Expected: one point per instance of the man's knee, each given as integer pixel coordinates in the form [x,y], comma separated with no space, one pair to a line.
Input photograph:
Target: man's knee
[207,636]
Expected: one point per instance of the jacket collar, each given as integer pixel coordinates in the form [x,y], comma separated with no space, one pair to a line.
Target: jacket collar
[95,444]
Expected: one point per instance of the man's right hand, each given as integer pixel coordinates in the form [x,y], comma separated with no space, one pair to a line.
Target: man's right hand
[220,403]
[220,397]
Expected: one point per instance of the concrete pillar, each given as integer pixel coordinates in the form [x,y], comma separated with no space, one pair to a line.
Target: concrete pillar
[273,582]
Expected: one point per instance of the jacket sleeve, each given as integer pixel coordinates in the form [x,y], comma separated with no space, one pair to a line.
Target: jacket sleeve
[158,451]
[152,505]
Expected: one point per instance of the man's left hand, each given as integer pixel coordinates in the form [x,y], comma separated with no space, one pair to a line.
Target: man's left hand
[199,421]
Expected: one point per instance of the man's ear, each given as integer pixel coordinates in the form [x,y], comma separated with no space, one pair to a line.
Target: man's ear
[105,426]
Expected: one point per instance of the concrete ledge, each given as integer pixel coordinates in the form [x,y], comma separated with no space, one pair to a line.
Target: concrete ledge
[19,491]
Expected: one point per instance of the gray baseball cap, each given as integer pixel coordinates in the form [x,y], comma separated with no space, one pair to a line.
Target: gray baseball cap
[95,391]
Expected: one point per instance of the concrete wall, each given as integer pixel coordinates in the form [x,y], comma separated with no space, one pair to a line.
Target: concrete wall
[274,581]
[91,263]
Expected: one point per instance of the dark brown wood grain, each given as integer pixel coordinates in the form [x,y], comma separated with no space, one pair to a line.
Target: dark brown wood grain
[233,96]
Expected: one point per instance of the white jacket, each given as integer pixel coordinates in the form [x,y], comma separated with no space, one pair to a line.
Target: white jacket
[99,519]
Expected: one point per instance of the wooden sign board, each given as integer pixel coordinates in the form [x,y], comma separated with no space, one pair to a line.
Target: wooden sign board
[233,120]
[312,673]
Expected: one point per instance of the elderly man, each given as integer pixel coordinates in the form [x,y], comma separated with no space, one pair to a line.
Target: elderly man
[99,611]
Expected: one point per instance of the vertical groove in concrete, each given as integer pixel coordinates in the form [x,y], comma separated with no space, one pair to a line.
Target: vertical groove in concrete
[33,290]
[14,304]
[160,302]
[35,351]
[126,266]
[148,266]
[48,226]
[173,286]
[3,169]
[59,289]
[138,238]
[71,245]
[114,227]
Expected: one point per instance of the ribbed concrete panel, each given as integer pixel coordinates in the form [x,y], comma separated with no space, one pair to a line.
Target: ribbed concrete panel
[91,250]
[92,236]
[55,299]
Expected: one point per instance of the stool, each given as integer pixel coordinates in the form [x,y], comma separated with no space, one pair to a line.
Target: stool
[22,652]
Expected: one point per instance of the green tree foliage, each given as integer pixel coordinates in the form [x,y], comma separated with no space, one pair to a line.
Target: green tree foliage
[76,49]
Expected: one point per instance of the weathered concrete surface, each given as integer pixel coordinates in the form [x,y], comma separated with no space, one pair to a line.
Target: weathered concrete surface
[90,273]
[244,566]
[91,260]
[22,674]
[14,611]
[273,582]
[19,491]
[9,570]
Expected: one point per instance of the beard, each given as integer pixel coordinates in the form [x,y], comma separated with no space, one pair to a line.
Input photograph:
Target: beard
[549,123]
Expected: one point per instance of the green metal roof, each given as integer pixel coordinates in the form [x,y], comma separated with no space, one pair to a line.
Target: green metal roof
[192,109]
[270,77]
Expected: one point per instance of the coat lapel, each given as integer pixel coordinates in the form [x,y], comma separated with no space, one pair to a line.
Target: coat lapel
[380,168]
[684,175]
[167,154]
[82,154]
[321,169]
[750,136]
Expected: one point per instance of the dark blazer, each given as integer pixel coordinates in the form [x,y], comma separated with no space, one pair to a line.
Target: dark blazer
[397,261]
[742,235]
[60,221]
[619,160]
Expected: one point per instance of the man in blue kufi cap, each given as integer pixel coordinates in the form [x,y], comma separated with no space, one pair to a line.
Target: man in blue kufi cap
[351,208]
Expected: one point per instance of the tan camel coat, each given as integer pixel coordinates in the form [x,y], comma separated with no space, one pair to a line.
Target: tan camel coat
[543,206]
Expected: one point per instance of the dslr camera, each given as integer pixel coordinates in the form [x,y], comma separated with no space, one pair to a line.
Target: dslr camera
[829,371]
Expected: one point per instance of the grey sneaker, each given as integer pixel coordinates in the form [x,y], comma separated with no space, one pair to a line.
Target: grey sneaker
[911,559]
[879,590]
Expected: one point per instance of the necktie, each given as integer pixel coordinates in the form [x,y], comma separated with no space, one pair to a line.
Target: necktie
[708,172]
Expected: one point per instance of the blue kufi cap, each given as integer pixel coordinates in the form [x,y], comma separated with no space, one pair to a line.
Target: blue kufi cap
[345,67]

* [What you are asked to do]:
Restate the records above in full, keeping each line exactly as it stands.

* [Solution for this task]:
Expected: one point per instance of the man's knee, each given as integer pixel coordinates in the form [x,y], comma separated with no space, one pair to a line.
Input photograph:
Target: man's knee
[207,636]
Expected: one point per instance of the jacket collar, each given as integer pixel coordinates in the form [x,y], comma separated with no space, one pair to a line.
Target: jacket collar
[95,444]
Expected: one point per instance of the man's right hand, each given as integer pixel coordinates in the form [x,y], comma separated with no space, one pair to a line.
Target: man's right hand
[220,403]
[220,397]
Expected: one point per instance of the concrete pillar, each given as integer pixel coordinates in the form [x,y], comma separated with no space, one pair to a line.
Target: concrete pillar
[273,582]
Expected: one point per instance of the jacket sleeve, each given as integer pixel coordinates in the form [x,y], comma separated with no space, one pair to a line.
Target: jacket sleeve
[158,451]
[152,505]
Expected: one point per instance of the man's left hand, each given as integer pixel coordinates in the form [x,y], comma separated with no space, one pair to a line.
Target: man's left hand
[199,421]
Expected: one point per instance of the man's ear, each given as integer pixel coordinates in the form [x,y], comma separated with no space, one pair to a line.
Target: man's ear
[105,426]
Expected: one point per instance of the concrete ledge, each given as integer pixel coordinates in the form [x,y], comma separated with no space, one pair to a line.
Target: concrete ledge
[19,491]
Expected: one point per instance of the gray baseball cap, each given as integer pixel coordinates in the form [x,y], comma separated with no space, one pair to a line.
Target: gray baseball cap
[95,391]
Expected: one point per instance of the concrete wall, each given as integer pixel coordinates in the form [x,y], comma separated with no space, one pair to a line.
Target: concrete wall
[274,581]
[91,263]
Expected: one point per instance of the dark brown wood grain, each given as integer pixel coordinates in the form [x,y], comma separated with no space, one pair to a line.
Target: dark brown wood grain
[233,96]
Expected: one point per instance of the white jacket, each given as integer pixel coordinates in the form [x,y], comma separated with no space, one pair to a line.
Target: white jacket
[99,519]
Expected: one point per instance of the wooden sign board, each given as integer pixel coordinates in the form [x,y], comma separated with no space, one pair to a line.
Target: wooden sign board
[233,120]
[312,673]
Expected: one point per instance of the elderly man, each given as integer pixel coordinates in the form [x,y], comma separated with no space, one pair to a line.
Target: elderly man
[99,611]
Expected: one point per instance of the vertical groove in concrete, each given as integer pixel coordinates in the form [x,y], comma separated with no space, one pair to a line.
Target: vertical groove in concrete
[33,290]
[14,304]
[160,302]
[35,351]
[126,266]
[148,266]
[48,226]
[173,286]
[3,169]
[59,289]
[138,238]
[71,245]
[114,227]
Expected: one point per instance of the ribbed concrete panel, each given as integer pixel coordinates in the form [x,y], comma separated with no space, one pair to a line.
Target: ribbed concrete panel
[91,250]
[92,236]
[55,299]
Expected: one point per instance of the stool, each given as integer pixel coordinates in the form [x,y], comma separated with no space, one pair to a line.
Target: stool
[22,652]
Expected: one point per instance of the green tree foliage, each given as integer pixel coordinates in the form [x,y], comma separated with no space, one pair to a line.
Target: green tree foliage
[76,49]
Expected: one point per instance of the weathered concrete surface, each given as integer pixel coordinates in the form [x,y], comma separated with no space, one pair to a line.
Target: weathered concrete surface
[90,273]
[244,566]
[91,260]
[22,674]
[14,611]
[273,582]
[19,491]
[9,570]
Expected: one point per instance of the beard, each given as integer pixel coordinates in the form [x,y], comma separated with no space, one pair to a line.
Input photograph:
Target: beard
[549,123]
Expected: one point per instance of the green metal roof, each given as integer pixel coordinates in the form [x,y], comma separated with no space, one pair to a line.
Target: green metal roof
[192,109]
[270,77]
Expected: one point per instance of the coat lapel, each given as integer pixel coordinates in the form [x,y], comma separated with no space, one pair to a line.
Target: coat lapel
[380,168]
[684,175]
[167,154]
[82,154]
[321,169]
[750,136]
Expected: one point per instance of the dark blazer, each given as integer pixel coordinates in the form [x,y], comma separated with no space, one pair to a line.
Target: dark blazer
[397,261]
[742,235]
[60,221]
[619,160]
Expected: one point per instance of the man in blue kufi cap, each given as integer pixel coordinates in the form [x,y], comma separated with no space, one pair to a line.
Target: man in blue kufi cap
[351,208]
Expected: one point per instance of the tan camel coat, each given as integer pixel coordinates in the form [x,y], comma separated with no space, one pair to a line.
Target: tan camel coat
[543,206]
Expected: one point per instance of the dslr camera, each given as integer pixel coordinates in the form [x,y], comma separated with no space, one pair to a line.
Target: dslr camera
[829,371]
Expected: one point per instance of the grey sneaker, each given as integer pixel coordinates in the form [x,y], comma separated with no space, one pair to a line.
Target: grey sneaker
[911,559]
[879,590]
Expected: one point per instance of the necktie, each given as integer pixel coordinates in the form [x,y], comma separated with no space, one pair to a line.
Target: necktie
[708,172]
Expected: one point per instance of the blue kufi cap, each given as integer pixel coordinates in the form [x,y], comma separated with no space, one pair to a line.
Target: blue kufi cap
[345,67]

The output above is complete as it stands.